__추출된 정보__.
· · · · · · ·

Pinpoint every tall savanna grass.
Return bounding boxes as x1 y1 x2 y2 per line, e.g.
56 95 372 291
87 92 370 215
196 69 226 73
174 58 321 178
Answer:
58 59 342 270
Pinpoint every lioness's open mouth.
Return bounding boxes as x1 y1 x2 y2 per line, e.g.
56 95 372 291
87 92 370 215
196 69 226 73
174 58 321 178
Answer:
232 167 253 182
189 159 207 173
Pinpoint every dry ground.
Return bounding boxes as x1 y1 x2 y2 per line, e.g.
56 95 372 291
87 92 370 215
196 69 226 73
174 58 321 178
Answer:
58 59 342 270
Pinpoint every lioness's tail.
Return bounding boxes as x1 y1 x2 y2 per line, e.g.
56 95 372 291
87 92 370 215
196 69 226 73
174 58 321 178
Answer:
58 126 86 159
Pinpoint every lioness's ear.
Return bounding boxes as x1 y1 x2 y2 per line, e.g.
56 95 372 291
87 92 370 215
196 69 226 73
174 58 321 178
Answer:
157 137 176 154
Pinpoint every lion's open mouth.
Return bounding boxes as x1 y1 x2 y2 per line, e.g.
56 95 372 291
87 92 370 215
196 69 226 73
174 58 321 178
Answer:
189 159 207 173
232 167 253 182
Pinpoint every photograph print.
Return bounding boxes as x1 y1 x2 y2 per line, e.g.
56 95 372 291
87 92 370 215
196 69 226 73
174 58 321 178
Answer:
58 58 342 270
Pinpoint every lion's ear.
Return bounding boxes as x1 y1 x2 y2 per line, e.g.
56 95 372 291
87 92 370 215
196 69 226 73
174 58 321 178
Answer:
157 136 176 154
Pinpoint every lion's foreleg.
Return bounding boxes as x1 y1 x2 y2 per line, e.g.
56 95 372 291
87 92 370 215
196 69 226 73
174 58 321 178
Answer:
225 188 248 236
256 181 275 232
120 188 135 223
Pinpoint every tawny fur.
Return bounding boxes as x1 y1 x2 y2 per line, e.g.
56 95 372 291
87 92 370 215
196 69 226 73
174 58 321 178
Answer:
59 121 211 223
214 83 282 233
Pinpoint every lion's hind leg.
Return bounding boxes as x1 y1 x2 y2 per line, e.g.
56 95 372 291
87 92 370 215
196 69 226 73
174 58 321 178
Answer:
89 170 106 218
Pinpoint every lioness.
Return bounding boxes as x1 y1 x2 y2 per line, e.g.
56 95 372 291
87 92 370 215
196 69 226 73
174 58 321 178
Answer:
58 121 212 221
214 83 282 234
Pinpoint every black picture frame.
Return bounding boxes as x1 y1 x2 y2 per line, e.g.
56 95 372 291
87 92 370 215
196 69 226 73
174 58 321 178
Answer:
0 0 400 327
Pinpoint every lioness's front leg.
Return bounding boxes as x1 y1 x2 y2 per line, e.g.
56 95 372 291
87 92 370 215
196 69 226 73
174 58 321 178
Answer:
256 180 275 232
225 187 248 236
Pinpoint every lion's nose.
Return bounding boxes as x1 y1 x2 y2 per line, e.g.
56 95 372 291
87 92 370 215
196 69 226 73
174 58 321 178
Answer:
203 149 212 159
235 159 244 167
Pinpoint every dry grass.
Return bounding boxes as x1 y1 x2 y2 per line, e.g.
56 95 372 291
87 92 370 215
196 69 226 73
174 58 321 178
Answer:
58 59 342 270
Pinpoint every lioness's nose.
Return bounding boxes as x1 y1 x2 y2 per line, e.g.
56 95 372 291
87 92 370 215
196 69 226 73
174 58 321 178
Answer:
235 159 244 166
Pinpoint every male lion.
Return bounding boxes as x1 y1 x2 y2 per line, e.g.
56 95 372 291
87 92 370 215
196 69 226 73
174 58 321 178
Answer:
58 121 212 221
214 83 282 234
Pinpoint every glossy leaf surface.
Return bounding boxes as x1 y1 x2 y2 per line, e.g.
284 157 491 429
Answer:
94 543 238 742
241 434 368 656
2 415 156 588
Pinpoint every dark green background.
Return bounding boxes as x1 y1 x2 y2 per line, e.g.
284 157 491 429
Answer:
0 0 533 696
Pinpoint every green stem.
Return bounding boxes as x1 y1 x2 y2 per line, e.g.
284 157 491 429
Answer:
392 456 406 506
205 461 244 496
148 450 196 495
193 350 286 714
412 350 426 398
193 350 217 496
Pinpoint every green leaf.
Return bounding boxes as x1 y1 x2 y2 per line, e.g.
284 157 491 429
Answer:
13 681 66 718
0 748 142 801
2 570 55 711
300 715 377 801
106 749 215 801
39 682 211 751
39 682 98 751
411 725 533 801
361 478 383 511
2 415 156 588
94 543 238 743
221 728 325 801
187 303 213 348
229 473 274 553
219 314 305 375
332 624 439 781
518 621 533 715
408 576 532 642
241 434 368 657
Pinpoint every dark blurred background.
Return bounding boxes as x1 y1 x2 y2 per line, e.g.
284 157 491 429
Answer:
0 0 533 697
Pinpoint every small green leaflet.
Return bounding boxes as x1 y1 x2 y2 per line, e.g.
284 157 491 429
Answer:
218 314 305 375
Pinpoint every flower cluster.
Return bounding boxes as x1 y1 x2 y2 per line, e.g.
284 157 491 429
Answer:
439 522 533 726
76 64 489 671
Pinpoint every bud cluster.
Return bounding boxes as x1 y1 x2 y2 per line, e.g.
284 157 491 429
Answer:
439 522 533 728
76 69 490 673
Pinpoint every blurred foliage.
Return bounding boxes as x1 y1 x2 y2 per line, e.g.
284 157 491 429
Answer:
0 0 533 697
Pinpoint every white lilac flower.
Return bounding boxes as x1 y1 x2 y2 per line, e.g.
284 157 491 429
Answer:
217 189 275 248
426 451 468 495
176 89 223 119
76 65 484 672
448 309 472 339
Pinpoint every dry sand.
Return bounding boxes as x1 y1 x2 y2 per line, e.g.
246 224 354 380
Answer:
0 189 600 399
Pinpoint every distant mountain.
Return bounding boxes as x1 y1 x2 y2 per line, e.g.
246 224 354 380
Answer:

· · · · · · ·

위의 항목 전체를 "번호"와 "내용" 두 열로 된 마크다운 표로 정리해 주세요. 행마다 순서 번호와 해당 줄을 넣고, 빈 줄은 빼십시오.

| 번호 | 내용 |
|---|---|
| 1 | Pinpoint every tall savanna grass. |
| 2 | Return bounding boxes as x1 y1 x2 y2 per line, e.g. |
| 3 | 56 95 372 291 |
| 4 | 87 92 370 215 |
| 5 | 196 69 226 73 |
| 6 | 174 58 321 178 |
| 7 | Answer: |
| 8 | 58 59 342 270 |
| 9 | Pinpoint every lioness's open mouth. |
| 10 | Return bounding boxes as x1 y1 x2 y2 per line, e.g. |
| 11 | 56 95 372 291 |
| 12 | 87 92 370 215 |
| 13 | 196 69 226 73 |
| 14 | 174 58 321 178 |
| 15 | Answer: |
| 16 | 232 167 253 182 |
| 17 | 189 159 207 173 |
| 18 | Pinpoint every dry ground. |
| 19 | Return bounding boxes as x1 y1 x2 y2 per line, e.g. |
| 20 | 56 95 372 291 |
| 21 | 87 92 370 215 |
| 22 | 196 69 226 73 |
| 23 | 174 58 321 178 |
| 24 | Answer: |
| 25 | 58 59 342 270 |
| 26 | Pinpoint every lioness's tail. |
| 27 | Return bounding boxes as x1 y1 x2 y2 per line, e.g. |
| 28 | 56 95 372 291 |
| 29 | 87 92 370 215 |
| 30 | 196 69 226 73 |
| 31 | 174 58 321 178 |
| 32 | Answer: |
| 33 | 58 126 86 159 |
| 34 | Pinpoint every lioness's ear. |
| 35 | Return bounding boxes as x1 y1 x2 y2 per line, e.g. |
| 36 | 56 95 372 291 |
| 37 | 87 92 370 215 |
| 38 | 196 69 226 73 |
| 39 | 174 58 321 178 |
| 40 | Answer: |
| 41 | 157 137 176 154 |
| 42 | Pinpoint every lion's open mouth. |
| 43 | Return bounding boxes as x1 y1 x2 y2 per line, e.g. |
| 44 | 56 95 372 291 |
| 45 | 87 92 370 215 |
| 46 | 196 69 226 73 |
| 47 | 174 58 321 178 |
| 48 | Answer: |
| 49 | 189 159 207 173 |
| 50 | 232 167 253 182 |
| 51 | Pinpoint every photograph print. |
| 52 | Return bounding boxes as x1 y1 x2 y2 per line, e.g. |
| 53 | 56 95 372 291 |
| 54 | 87 92 370 215 |
| 55 | 196 69 226 73 |
| 56 | 174 58 321 178 |
| 57 | Answer: |
| 58 | 58 58 342 270 |
| 59 | Pinpoint every lion's ear. |
| 60 | Return bounding boxes as x1 y1 x2 y2 per line, e.g. |
| 61 | 56 95 372 291 |
| 62 | 87 92 370 215 |
| 63 | 196 69 226 73 |
| 64 | 174 58 321 178 |
| 65 | Answer: |
| 66 | 157 136 176 154 |
| 67 | Pinpoint every lion's foreleg. |
| 68 | Return bounding boxes as x1 y1 x2 y2 per line, e.g. |
| 69 | 56 95 372 291 |
| 70 | 87 92 370 215 |
| 71 | 196 69 226 73 |
| 72 | 174 58 321 178 |
| 73 | Answer: |
| 74 | 225 188 248 236 |
| 75 | 256 181 275 232 |
| 76 | 120 188 135 223 |
| 77 | Pinpoint every tawny fur. |
| 78 | Return bounding boxes as x1 y1 x2 y2 per line, e.g. |
| 79 | 56 95 372 291 |
| 80 | 87 92 370 215 |
| 81 | 196 69 226 73 |
| 82 | 174 58 321 178 |
| 83 | Answer: |
| 84 | 59 121 211 223 |
| 85 | 214 83 282 233 |
| 86 | Pinpoint every lion's hind leg. |
| 87 | Return bounding boxes as x1 y1 x2 y2 per line, e.g. |
| 88 | 56 95 372 291 |
| 89 | 87 92 370 215 |
| 90 | 196 69 226 73 |
| 91 | 174 58 321 178 |
| 92 | Answer: |
| 93 | 89 170 106 218 |
| 94 | Pinpoint every lioness. |
| 95 | Return bounding boxes as x1 y1 x2 y2 per line, e.g. |
| 96 | 56 95 372 291 |
| 97 | 87 92 370 215 |
| 98 | 196 69 226 73 |
| 99 | 174 58 321 178 |
| 100 | Answer: |
| 101 | 58 121 212 221 |
| 102 | 214 83 282 234 |
| 103 | Pinpoint every black picture frame. |
| 104 | Return bounding boxes as x1 y1 x2 y2 per line, e.g. |
| 105 | 56 95 372 291 |
| 106 | 87 92 370 215 |
| 107 | 196 69 226 73 |
| 108 | 174 58 321 178 |
| 109 | Answer: |
| 110 | 0 0 400 327 |
| 111 | Pinpoint every lioness's front leg. |
| 112 | Return bounding boxes as x1 y1 x2 y2 per line, e.g. |
| 113 | 56 95 372 291 |
| 114 | 87 92 370 215 |
| 115 | 196 69 226 73 |
| 116 | 174 58 321 178 |
| 117 | Answer: |
| 118 | 256 180 275 232 |
| 119 | 225 187 248 236 |
| 120 | Pinpoint every lion's nose. |
| 121 | Return bounding boxes as x1 y1 x2 y2 per line, e.g. |
| 122 | 56 95 372 291 |
| 123 | 87 92 370 215 |
| 124 | 196 69 226 73 |
| 125 | 174 58 321 178 |
| 126 | Answer: |
| 127 | 203 149 212 159 |
| 128 | 235 159 244 167 |
| 129 | Pinpoint every dry grass. |
| 130 | Return bounding boxes as x1 y1 x2 y2 per line, e.g. |
| 131 | 56 95 372 291 |
| 132 | 87 92 370 215 |
| 133 | 196 69 226 73 |
| 134 | 174 58 321 178 |
| 135 | Answer: |
| 136 | 58 59 342 270 |
| 137 | Pinpoint every lioness's nose. |
| 138 | Return bounding boxes as x1 y1 x2 y2 per line, e.g. |
| 139 | 56 95 372 291 |
| 140 | 87 92 370 215 |
| 141 | 196 69 226 73 |
| 142 | 174 58 321 178 |
| 143 | Answer: |
| 144 | 235 159 244 166 |
| 145 | Pinpoint every male lion. |
| 146 | Return bounding boxes as x1 y1 x2 y2 per line, e.g. |
| 147 | 56 95 372 291 |
| 148 | 87 92 370 215 |
| 149 | 196 69 226 73 |
| 150 | 174 58 321 178 |
| 151 | Answer: |
| 152 | 58 121 212 221 |
| 153 | 214 83 282 234 |
| 154 | Pinpoint every glossy leaf surface. |
| 155 | Return bounding boxes as x1 y1 x2 y2 per line, e.g. |
| 156 | 284 157 491 429 |
| 157 | Answer: |
| 158 | 94 543 238 742 |
| 159 | 241 434 368 656 |
| 160 | 2 415 156 588 |
| 161 | Pinpoint every dark green background. |
| 162 | Return bounding boxes as x1 y1 x2 y2 per line, e.g. |
| 163 | 284 157 491 429 |
| 164 | Answer: |
| 165 | 0 0 533 696 |
| 166 | Pinpoint every green stem. |
| 167 | Return bounding boxes as x1 y1 x2 y2 per line, e.g. |
| 168 | 284 157 491 429 |
| 169 | Answer: |
| 170 | 392 456 406 506 |
| 171 | 205 461 244 496 |
| 172 | 148 450 196 495 |
| 173 | 193 350 286 714 |
| 174 | 412 350 426 398 |
| 175 | 193 350 217 496 |
| 176 | Pinpoint every green leaf. |
| 177 | Return bounding boxes as x1 y1 x2 y2 per line, e.g. |
| 178 | 284 157 491 429 |
| 179 | Answer: |
| 180 | 13 681 66 718 |
| 181 | 0 748 142 801 |
| 182 | 2 570 55 711 |
| 183 | 300 715 377 801 |
| 184 | 106 749 215 801 |
| 185 | 39 682 211 751 |
| 186 | 39 682 98 751 |
| 187 | 411 725 533 801 |
| 188 | 361 478 383 511 |
| 189 | 2 415 156 588 |
| 190 | 94 543 238 743 |
| 191 | 221 728 325 801 |
| 192 | 187 303 213 348 |
| 193 | 229 473 274 553 |
| 194 | 219 314 305 375 |
| 195 | 332 624 439 781 |
| 196 | 518 621 533 715 |
| 197 | 408 576 532 642 |
| 198 | 241 434 368 657 |
| 199 | Pinpoint every dark blurred background. |
| 200 | Return bounding boxes as x1 y1 x2 y2 per line, e.g. |
| 201 | 284 157 491 429 |
| 202 | Answer: |
| 203 | 0 0 533 697 |
| 204 | Pinpoint every small green leaflet. |
| 205 | Return bounding boxes as x1 y1 x2 y2 per line, e.g. |
| 206 | 284 157 491 429 |
| 207 | Answer: |
| 208 | 218 314 305 375 |
| 209 | Pinpoint every flower cluster. |
| 210 | Return bounding boxes as x1 y1 x2 y2 per line, e.g. |
| 211 | 284 157 491 429 |
| 212 | Answer: |
| 213 | 439 522 533 726 |
| 214 | 76 64 489 671 |
| 215 | Pinpoint every bud cluster. |
| 216 | Return bounding boxes as x1 y1 x2 y2 per line, e.g. |
| 217 | 284 157 491 429 |
| 218 | Answer: |
| 219 | 439 522 533 728 |
| 220 | 76 69 490 673 |
| 221 | Pinpoint every blurred foliage. |
| 222 | Return bounding boxes as x1 y1 x2 y2 per line, e.g. |
| 223 | 284 157 491 429 |
| 224 | Answer: |
| 225 | 0 0 533 697 |
| 226 | Pinpoint every white lilac flower. |
| 227 | Return bounding boxes as x1 y1 x2 y2 per line, e.g. |
| 228 | 284 157 491 429 |
| 229 | Answer: |
| 230 | 217 189 275 248 |
| 231 | 426 451 468 495 |
| 232 | 176 89 223 119 |
| 233 | 76 65 484 672 |
| 234 | 448 309 472 339 |
| 235 | Pinpoint every dry sand. |
| 236 | Return bounding boxes as x1 y1 x2 y2 per line, e.g. |
| 237 | 246 224 354 380 |
| 238 | Answer: |
| 239 | 0 189 600 399 |
| 240 | Pinpoint every distant mountain. |
| 241 | Return bounding boxes as x1 y1 x2 y2 per line, e.g. |
| 242 | 246 224 354 380 |
| 243 | Answer: |